Document section:
— START —

What's this? Has Tab's delicate artisty soul been crunched? Is he cringing from the forces of hatred pounding upon his fragile mental framework? Is he balancing on the edge?

No. None of that, although I am getting more prone to lose my temper, lately. Therefore, it is time, once again, to apply the rules of common sense, with a slight hint of diplomacy 101 for good measure.

This thread applies only to those occasions where one wishes to 'give crit' in a respectful manner, and reach a desired effect other than pissing someone off. If the latter is your goal, this thread is not for you. It may not be anyway, I don't give any guarantees, and I'm a bloody hypocrite, when it comes to that, anyway. :]

There, got the disclaimer out of our way - on to business.


Mister X has just made a sketch. He's obviously done his best, and presumably has some pride in his work, as he shows it on a public forum, or artistry site, or whatever.
Along comes Bloke Y, seeing it and deciding to crit. let's assume, for this excersize, that Y is interested in the product, likes the progress, but doesn't agree with certain details. Likewise, we also assume that X is somewhat open to crits, and he isn't an annoying schmuck that deserves to be pounded to death with an oversized dildo.

To make it easier to type up this post, I'll portray the situations as they would be on IRC.

Situation 1

Here's the handywork:


* Mister X shows picture
Mister_X: There we go...
Bloke_Y: LOL!
Bloke_Y: What the hell is going on with the hands right there?
Mister_X: Ehr, what do you mean?
Bloke_Y: Man he has only three fingers, where's the thumb? What's that supposed to be?
Mister_X: ..

Mister X is thoroughly disappointed and is likely to abandon his attempt to become an artist.

Analysis
Goal acquired, true opinion conveyed: No
Level of respect, friendliness: None
Usefulness: Limited
Result: Abandonment of project, or crit ignored.


Situation 2

Same work

* Mister X shows picture
Mister_X: There we go...
Bloke_Y: not bad.
Mister_X: ..

Mister X logically deducts: Not bad, not good.. unremarkable? Either shrugs and ignores it or is angered.

Analysis

Goal acquired, true opinion conveyed: No
Level of respect, friendliness: Limited
Usefulness: Nil
Result: Crit ignored.


Situation 3

Here's the handywork:


* Mister X shows picture
Mister_X: There we go...
Bloke_Y: Hmmm... I don't like the colours.
Mister_X: I do like the colours myself..
Bloke_Y: It should have more red, and the eyes should be further apart. The hands need a lot of work. I don't like the way she looks, maybe change her expression?
Mister_X: ..

Mister X is overwhelmed by the bad crits. He starts doubting his work, but is still pretty sure it looks quite alright.

Analysis

Goal acquired, true opinion conveyed: No
Level of respect, friendliness: Limited
Usefulness: Some
Result: X is overwhelmed by crits, starts doubting the quality of his work in general.


Situation 4

Same work.

— END —

Directions:
a – Please quote the critique post from "Bloke_Y: not bad." to "Result: Crit ignored.".
b – In the records, rewrite the lines from the line with "Segment every instance of the <item>blue" to the line with "287 270 L 273", changing "straight edges" to "direct edges" and keeping everything else the same.

Data supplied:
— START —

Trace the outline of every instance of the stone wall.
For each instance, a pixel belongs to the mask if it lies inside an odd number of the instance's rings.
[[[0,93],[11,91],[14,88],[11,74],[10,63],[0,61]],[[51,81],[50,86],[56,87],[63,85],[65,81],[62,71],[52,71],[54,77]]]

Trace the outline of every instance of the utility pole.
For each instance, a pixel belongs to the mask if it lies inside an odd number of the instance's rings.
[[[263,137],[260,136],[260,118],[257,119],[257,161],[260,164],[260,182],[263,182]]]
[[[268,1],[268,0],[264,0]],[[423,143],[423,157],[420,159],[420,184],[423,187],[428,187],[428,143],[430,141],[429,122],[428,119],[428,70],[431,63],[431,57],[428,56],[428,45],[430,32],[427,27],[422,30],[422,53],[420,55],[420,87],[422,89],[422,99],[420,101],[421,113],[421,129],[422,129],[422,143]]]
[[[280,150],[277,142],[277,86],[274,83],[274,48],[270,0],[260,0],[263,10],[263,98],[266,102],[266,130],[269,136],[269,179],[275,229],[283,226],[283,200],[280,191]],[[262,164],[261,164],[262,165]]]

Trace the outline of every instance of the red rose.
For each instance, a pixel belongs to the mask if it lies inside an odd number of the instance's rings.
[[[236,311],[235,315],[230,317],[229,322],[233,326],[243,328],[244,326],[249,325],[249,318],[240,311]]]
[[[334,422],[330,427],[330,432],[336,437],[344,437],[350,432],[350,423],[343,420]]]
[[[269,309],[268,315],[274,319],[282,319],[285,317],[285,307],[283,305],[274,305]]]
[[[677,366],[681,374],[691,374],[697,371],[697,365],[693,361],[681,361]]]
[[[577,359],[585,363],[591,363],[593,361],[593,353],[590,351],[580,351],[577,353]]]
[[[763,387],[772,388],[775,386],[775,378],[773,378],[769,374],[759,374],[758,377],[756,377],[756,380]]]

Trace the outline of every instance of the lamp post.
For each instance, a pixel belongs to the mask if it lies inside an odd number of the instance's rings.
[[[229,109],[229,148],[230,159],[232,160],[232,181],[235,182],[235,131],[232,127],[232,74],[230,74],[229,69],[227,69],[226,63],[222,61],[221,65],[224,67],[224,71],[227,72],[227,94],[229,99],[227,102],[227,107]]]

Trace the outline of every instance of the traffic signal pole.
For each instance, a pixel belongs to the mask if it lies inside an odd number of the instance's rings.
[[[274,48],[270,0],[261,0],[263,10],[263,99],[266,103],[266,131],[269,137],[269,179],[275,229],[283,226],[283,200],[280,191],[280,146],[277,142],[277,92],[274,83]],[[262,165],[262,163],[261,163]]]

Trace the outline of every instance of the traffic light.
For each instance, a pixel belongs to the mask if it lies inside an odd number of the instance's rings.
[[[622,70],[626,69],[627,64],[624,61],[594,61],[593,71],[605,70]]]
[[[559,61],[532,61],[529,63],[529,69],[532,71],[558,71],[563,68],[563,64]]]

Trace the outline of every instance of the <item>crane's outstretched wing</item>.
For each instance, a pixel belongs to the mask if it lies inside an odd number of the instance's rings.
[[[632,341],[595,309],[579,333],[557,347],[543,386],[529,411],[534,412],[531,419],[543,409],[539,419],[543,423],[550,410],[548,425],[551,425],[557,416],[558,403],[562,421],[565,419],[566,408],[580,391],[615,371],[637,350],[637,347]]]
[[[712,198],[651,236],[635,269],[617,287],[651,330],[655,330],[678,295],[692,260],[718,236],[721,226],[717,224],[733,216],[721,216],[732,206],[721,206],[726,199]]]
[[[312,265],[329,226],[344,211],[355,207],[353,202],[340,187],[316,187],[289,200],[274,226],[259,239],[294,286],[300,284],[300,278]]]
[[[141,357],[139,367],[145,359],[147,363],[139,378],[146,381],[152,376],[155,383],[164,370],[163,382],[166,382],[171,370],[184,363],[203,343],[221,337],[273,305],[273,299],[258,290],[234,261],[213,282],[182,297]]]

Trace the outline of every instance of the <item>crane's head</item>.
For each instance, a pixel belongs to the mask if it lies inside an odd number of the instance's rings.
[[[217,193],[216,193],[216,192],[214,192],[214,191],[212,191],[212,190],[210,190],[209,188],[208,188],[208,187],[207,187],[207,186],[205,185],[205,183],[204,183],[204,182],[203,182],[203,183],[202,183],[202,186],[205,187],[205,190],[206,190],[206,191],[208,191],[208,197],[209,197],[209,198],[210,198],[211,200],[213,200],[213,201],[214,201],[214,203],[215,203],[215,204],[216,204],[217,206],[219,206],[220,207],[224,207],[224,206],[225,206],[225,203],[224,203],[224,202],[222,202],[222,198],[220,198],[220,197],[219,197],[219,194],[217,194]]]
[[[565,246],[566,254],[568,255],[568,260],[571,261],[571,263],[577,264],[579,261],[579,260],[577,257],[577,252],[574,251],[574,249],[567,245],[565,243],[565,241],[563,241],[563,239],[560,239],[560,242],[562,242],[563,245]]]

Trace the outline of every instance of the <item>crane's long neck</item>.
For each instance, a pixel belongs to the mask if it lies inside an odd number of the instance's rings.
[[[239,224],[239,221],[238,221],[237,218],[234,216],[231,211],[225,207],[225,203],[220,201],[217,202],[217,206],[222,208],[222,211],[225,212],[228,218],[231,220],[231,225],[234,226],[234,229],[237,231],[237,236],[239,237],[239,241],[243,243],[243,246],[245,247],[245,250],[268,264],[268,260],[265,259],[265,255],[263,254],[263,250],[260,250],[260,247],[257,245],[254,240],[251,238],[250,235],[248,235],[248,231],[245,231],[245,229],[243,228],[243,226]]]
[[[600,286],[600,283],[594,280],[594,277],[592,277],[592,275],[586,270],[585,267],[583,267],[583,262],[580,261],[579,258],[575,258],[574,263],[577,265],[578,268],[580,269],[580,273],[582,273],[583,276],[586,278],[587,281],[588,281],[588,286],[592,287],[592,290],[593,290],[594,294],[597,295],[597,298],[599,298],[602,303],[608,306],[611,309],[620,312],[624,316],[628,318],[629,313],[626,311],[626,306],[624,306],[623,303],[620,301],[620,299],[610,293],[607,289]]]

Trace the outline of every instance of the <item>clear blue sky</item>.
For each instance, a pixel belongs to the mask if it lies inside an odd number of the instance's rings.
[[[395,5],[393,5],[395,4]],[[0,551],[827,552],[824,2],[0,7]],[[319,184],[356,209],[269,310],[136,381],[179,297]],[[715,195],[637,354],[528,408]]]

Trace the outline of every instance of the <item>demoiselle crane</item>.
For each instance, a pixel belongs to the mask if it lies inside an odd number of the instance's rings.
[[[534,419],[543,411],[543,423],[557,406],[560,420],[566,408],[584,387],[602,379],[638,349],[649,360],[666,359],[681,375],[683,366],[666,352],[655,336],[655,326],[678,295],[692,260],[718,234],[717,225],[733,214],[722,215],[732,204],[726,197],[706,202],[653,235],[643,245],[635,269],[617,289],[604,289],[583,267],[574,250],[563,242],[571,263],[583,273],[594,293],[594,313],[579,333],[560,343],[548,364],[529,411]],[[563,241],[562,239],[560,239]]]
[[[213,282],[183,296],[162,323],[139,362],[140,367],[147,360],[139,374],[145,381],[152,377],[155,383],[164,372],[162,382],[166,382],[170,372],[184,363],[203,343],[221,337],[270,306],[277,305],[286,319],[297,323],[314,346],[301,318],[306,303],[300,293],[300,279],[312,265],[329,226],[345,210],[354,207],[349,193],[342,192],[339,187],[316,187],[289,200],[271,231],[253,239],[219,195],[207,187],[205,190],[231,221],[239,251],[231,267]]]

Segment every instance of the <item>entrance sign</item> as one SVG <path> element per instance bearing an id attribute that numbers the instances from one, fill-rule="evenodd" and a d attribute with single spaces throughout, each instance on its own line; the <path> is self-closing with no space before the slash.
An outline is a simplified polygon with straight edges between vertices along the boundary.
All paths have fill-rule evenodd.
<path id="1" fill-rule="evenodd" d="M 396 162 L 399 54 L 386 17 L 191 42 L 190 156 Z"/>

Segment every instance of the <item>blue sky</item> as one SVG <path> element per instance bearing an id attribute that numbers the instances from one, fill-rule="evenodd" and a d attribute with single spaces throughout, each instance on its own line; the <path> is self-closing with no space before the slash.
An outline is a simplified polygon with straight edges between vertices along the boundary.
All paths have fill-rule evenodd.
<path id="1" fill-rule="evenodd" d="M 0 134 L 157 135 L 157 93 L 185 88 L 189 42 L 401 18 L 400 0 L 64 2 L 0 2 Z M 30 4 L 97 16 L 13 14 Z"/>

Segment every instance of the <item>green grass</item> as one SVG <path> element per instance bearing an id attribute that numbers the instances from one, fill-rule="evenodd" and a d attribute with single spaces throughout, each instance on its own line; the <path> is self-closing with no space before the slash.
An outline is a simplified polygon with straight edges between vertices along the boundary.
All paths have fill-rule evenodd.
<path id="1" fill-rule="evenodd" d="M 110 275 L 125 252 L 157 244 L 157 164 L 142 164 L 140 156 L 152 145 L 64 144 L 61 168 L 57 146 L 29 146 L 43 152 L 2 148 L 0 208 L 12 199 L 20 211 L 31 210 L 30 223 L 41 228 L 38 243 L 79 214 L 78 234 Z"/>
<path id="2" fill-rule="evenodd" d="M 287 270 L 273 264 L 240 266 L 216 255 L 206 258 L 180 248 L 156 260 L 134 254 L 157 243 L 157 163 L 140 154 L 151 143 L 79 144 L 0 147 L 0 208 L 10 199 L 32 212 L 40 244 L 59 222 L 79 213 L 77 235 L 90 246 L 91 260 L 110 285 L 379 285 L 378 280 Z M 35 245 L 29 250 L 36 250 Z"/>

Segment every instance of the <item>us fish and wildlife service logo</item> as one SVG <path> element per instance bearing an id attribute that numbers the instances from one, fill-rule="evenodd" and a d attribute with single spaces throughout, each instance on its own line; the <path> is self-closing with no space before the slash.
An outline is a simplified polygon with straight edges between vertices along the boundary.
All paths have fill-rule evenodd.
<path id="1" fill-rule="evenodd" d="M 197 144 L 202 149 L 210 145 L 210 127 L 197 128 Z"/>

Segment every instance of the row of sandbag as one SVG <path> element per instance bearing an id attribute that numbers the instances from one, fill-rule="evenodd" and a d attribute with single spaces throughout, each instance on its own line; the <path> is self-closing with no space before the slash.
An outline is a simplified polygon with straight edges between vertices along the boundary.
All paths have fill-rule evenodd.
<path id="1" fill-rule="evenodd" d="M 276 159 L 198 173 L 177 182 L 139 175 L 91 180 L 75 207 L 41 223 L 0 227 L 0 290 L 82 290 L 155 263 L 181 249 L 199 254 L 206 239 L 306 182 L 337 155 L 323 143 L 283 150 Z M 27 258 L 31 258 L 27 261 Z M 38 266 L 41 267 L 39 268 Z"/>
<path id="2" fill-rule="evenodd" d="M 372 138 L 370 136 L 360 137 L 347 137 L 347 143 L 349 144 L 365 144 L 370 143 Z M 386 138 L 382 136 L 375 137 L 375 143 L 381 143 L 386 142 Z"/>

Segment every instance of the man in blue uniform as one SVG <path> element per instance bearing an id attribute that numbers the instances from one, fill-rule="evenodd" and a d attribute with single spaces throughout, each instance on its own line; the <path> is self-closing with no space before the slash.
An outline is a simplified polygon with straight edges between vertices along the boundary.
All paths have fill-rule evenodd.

— END —

Solutions below:
a –
Bloke_Y: not bad.
Mister_X: ..

Mister X logically deducts: Not bad, not good.. unremarkable? Either shrugs and ignores it or is angered.

Analysis

Goal acquired, true opinion conveyed: No
Level of respect, friendliness: Limited
Usefulness: Nil
Result: Crit ignored.

b –
Segment every instance of the <item>blue sky</item> as one SVG <path> element per instance bearing an id attribute that numbers the instances from one, fill-rule="evenodd" and a d attribute with single spaces throughout, each instance on its own line; the <path> is self-closing with no space before the slash.
An outline is a simplified polygon with direct edges between vertices along the boundary.
All paths have fill-rule evenodd.
<path id="1" fill-rule="evenodd" d="M 0 134 L 157 135 L 157 93 L 185 88 L 189 42 L 401 18 L 400 0 L 64 2 L 0 2 Z M 30 4 L 97 16 L 13 14 Z"/>

Segment every instance of the <item>green grass</item> as one SVG <path> element per instance bearing an id attribute that numbers the instances from one, fill-rule="evenodd" and a d attribute with single spaces throughout, each instance on its own line; the <path> is self-closing with no space before the slash.
An outline is a simplified polygon with direct edges between vertices along the boundary.
All paths have fill-rule evenodd.
<path id="1" fill-rule="evenodd" d="M 110 275 L 125 252 L 157 244 L 157 164 L 142 164 L 140 156 L 152 145 L 64 144 L 61 168 L 57 146 L 29 146 L 43 152 L 2 148 L 0 208 L 12 199 L 20 211 L 31 210 L 30 223 L 41 228 L 38 243 L 79 214 L 78 234 Z"/>
<path id="2" fill-rule="evenodd" d="M 287 270 L 273 264 L 240 266 L 216 255 L 206 258 L 180 248 L 156 260 L 134 254 L 157 243 L 157 163 L 140 154 L 151 143 L 79 144 L 0 147 L 0 208 L 10 199 L 32 212 L 40 244 L 59 222 L 79 213 L 77 235 L 90 246 L 91 260 L 110 285 L 379 285 L 378 280 Z M 35 245 L 29 250 L 36 250 Z"/>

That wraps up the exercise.